__Reading text__.
I disagree strongly with your proposition in Comment, (NCE last week) that (to manage a civil engineering business) 'it matters very little whether the (chief executive's) background is in civil engineering or floristry'.
You identify a crucial issue - "provided that your boss understands the business........" - but the more esoteric the skills involved the less likely that such requisite understanding will be there in the management hierarchy.

That is why technically innovative first generation management prospers and financially oriented second generation management usually initiates a long decline.

Management and engineering skills are not mutually interchangeable. It is relatively easy for a trained engineer to grasp management skills but not vice versa.

In a manufacturing process, the factory environment can be strictly controlled, and when the initial engineering input has been proven, largely organisational skills will suffice.

(Entries from a pointing dataset)

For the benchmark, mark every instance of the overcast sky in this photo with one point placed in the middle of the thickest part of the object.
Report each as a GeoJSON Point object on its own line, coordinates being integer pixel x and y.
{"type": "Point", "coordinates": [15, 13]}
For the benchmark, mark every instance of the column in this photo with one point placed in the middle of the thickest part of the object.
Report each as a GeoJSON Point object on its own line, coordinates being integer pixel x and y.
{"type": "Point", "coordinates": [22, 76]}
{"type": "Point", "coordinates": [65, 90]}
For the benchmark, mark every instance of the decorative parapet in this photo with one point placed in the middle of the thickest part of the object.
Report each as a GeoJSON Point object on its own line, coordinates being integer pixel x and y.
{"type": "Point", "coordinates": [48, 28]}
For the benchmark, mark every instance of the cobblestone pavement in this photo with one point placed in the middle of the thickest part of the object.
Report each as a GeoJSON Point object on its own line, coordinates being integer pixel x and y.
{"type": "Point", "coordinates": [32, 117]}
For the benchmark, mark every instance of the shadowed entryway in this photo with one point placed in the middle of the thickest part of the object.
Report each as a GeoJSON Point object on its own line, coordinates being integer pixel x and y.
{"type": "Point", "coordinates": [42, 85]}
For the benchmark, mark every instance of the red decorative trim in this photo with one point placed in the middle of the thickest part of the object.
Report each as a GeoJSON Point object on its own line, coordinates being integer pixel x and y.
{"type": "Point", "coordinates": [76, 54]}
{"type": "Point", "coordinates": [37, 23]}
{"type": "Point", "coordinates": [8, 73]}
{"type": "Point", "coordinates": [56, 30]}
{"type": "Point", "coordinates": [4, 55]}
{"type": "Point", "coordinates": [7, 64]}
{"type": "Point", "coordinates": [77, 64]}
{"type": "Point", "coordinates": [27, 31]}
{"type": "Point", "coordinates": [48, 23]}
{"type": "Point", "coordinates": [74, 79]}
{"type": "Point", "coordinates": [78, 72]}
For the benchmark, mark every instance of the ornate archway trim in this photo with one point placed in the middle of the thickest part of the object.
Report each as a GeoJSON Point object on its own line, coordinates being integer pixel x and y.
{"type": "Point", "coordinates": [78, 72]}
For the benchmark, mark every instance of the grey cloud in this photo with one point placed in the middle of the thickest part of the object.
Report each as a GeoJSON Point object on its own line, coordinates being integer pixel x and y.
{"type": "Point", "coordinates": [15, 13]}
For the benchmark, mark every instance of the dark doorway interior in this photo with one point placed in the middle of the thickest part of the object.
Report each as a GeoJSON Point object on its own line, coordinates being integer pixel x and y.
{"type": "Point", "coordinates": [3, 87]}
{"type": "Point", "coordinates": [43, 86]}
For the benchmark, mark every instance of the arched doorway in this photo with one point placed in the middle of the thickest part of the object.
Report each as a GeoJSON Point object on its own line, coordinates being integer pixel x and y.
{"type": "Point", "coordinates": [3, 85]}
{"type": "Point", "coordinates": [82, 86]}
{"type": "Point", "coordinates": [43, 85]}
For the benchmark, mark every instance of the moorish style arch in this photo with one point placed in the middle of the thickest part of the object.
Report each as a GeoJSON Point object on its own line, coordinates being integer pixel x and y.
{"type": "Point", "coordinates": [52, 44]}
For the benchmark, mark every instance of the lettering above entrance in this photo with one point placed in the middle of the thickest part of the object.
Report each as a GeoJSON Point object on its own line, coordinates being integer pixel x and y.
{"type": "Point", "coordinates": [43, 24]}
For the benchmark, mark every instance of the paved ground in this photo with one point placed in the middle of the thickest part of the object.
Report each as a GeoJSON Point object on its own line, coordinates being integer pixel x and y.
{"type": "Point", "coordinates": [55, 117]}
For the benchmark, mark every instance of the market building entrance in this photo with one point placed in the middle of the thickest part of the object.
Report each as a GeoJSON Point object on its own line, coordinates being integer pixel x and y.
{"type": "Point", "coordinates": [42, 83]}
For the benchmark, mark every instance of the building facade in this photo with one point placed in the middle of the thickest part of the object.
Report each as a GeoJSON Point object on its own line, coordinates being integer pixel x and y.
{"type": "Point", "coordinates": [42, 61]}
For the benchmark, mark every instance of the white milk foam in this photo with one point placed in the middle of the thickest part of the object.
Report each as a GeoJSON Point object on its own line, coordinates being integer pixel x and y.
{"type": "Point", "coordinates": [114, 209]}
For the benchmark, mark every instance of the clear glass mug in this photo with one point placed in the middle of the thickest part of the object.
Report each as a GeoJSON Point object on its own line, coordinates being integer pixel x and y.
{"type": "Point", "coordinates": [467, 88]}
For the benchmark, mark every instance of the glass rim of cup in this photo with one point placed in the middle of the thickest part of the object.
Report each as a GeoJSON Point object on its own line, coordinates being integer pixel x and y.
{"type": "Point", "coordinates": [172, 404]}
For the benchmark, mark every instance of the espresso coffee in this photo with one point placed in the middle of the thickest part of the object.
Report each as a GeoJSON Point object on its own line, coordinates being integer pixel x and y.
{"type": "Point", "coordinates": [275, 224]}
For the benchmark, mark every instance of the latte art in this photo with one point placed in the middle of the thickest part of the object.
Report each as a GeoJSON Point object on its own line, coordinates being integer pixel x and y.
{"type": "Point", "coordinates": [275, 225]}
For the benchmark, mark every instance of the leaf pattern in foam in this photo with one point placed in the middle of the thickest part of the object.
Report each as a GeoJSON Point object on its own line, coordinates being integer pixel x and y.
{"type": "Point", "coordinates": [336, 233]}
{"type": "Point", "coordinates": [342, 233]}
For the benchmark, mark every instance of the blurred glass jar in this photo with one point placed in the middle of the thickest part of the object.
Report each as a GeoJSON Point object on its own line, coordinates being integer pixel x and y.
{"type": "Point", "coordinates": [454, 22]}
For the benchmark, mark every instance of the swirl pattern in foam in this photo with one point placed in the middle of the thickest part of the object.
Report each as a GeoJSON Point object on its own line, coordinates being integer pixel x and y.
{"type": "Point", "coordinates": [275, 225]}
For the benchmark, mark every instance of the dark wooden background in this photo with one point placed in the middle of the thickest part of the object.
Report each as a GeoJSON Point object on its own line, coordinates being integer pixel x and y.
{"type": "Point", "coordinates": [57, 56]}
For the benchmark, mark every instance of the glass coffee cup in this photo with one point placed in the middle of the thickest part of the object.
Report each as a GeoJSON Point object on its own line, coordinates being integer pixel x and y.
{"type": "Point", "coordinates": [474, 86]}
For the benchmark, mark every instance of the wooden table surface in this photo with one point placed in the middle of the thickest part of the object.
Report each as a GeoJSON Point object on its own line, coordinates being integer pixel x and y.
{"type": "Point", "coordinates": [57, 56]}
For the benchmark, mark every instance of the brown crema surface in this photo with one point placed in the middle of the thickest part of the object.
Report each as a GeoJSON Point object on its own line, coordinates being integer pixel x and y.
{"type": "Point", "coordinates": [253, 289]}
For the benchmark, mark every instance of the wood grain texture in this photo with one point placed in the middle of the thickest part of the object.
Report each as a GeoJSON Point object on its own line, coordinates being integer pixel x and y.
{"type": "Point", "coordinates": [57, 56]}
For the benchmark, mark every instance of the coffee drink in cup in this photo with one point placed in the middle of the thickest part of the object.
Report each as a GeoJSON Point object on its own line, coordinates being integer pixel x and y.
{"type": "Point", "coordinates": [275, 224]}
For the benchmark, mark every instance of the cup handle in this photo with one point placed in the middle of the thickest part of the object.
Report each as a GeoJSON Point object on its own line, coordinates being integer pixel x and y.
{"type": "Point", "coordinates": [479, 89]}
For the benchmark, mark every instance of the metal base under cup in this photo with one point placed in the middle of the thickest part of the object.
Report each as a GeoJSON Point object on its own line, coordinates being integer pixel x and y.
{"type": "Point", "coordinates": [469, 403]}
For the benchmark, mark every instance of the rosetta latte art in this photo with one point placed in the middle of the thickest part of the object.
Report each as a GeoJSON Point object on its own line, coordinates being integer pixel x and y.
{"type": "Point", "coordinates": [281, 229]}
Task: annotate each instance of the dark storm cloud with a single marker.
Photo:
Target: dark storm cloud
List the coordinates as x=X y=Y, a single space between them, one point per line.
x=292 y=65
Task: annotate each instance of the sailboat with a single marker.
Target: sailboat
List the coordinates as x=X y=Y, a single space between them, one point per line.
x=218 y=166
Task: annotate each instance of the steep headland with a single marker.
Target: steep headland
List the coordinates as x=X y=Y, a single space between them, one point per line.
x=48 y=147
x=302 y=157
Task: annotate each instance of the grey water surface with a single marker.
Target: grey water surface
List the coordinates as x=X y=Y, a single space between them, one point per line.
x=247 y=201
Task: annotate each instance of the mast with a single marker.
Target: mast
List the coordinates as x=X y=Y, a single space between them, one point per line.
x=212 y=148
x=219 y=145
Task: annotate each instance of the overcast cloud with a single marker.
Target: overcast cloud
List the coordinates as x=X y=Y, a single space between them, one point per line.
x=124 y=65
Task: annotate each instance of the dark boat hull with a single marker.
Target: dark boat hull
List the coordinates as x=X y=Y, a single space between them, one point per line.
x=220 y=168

__Stated problem 1__. Summarize the letter on engineering management in two sentences.
__Stated problem 2__. Translate this sentence from the letter on engineering management into Spanish: "Management and engineering skills are not mutually interchangeable."
__Stated problem 3__. Extend the letter on engineering management with the passage that would come after its last sentence.

__Response 1__. The letter disputes the claim that it hardly matters whether a civil engineering chief executive's background is in civil engineering, arguing that the more esoteric the skills involved, the less likely management is to understand the business. It maintains that management and engineering skills are not interchangeable, since a trained engineer can grasp management skills more easily than the reverse.

__Response 2__. Las habilidades de gestión y las de ingeniería no son intercambiables entre sí.

__Response 3__.
In civil engineering, however, each project presents new problems necessitating engineering input involving investigatory and interpretive skills dependent on technical knowledge.

This is especially acute in geotechnical and ground engineering. How many times have projected costs been prejudiced by inadequate or inappropriate ground investigation dictated by an ill informed manager or quantity surveyor?

Vide the positive example of Flint & Neill which you applaud and the negative one of the NHS and engineering companies of which I have had experience. The more sophisticated the work, the greater the need for skilled technical managers.